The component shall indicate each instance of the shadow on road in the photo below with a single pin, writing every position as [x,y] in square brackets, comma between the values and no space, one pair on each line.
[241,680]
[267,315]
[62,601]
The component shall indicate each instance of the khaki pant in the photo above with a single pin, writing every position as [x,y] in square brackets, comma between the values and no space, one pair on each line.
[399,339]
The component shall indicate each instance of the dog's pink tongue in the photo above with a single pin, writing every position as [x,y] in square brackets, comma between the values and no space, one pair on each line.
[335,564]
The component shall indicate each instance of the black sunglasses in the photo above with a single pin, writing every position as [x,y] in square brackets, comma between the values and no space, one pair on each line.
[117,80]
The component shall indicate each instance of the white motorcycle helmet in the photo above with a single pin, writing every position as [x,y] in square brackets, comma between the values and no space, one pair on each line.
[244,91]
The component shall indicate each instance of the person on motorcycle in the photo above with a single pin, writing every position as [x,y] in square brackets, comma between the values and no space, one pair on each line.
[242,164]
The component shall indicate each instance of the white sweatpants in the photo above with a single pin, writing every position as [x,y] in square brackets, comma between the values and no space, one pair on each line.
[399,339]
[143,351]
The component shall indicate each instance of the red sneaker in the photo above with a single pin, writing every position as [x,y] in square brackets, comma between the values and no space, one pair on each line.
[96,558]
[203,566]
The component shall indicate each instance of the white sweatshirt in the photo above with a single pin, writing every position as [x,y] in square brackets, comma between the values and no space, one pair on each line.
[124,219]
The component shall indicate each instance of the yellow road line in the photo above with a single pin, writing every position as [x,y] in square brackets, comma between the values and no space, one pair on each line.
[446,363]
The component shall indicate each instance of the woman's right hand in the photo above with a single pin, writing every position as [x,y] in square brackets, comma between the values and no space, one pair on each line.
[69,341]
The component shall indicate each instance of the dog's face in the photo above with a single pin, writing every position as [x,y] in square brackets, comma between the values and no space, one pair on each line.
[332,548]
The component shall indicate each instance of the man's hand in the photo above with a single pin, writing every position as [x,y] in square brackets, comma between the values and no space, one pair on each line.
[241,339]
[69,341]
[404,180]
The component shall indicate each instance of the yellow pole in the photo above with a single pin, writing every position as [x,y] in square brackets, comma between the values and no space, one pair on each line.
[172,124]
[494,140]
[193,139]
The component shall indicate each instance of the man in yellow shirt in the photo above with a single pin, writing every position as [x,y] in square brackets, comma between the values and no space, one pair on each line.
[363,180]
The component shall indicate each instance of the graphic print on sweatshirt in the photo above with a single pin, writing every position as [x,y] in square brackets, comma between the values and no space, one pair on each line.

**Task prompt**.
Copy out exactly the lines between the line with "the white sweatshirt" and the last line of the entries, counting both of those lines.

**Exercise answer**.
The component shall indicate each instance of the white sweatshirt in the photo above with a single pin, writing every position as [x,y] in square brackets, comma between the values and no space, one pair on each line.
[124,219]
The component shall indicate each instance of the yellow road line in the photo above with a single pin, writing every position as [x,y] in square brackets, comma between the values and no space, one pair on each line.
[446,363]
The component shall indicate each instance of the woman's right hand in the photo above with a single pin, writing every position as [x,y] in square brackets, comma between the values and no space, one pair on each line.
[69,341]
The component shall indicate each instance of the dog's face in the photo above with a single pin, writing every position as [x,y] in square brackets, comma between the values and no space, one pair on each line.
[332,548]
The component shall indicate each instance of the man's hand in the photo above with a single pin, writing every position as [x,y] in square brackets, comma between the values and no space, one pair on each line.
[241,339]
[69,341]
[404,180]
The component shall indicate each instance of the yellow pole in the photo above with a single pin, writing every position as [x,y] in square brackets, comma between the values and no space, one pair on each line.
[172,124]
[494,140]
[193,139]
The component shall indicate each instance of the man in yellow shirt in the photo above with a single pin, writing every position as [x,y] in square brackets, comma between the values and no space, one pair on each line.
[363,180]
The component shall indicate each instance of the graphic print on sweatshirt in the photo above with a single pin, writing every position as [x,y] in square brackets, comma between the values and no space, one pair on each line.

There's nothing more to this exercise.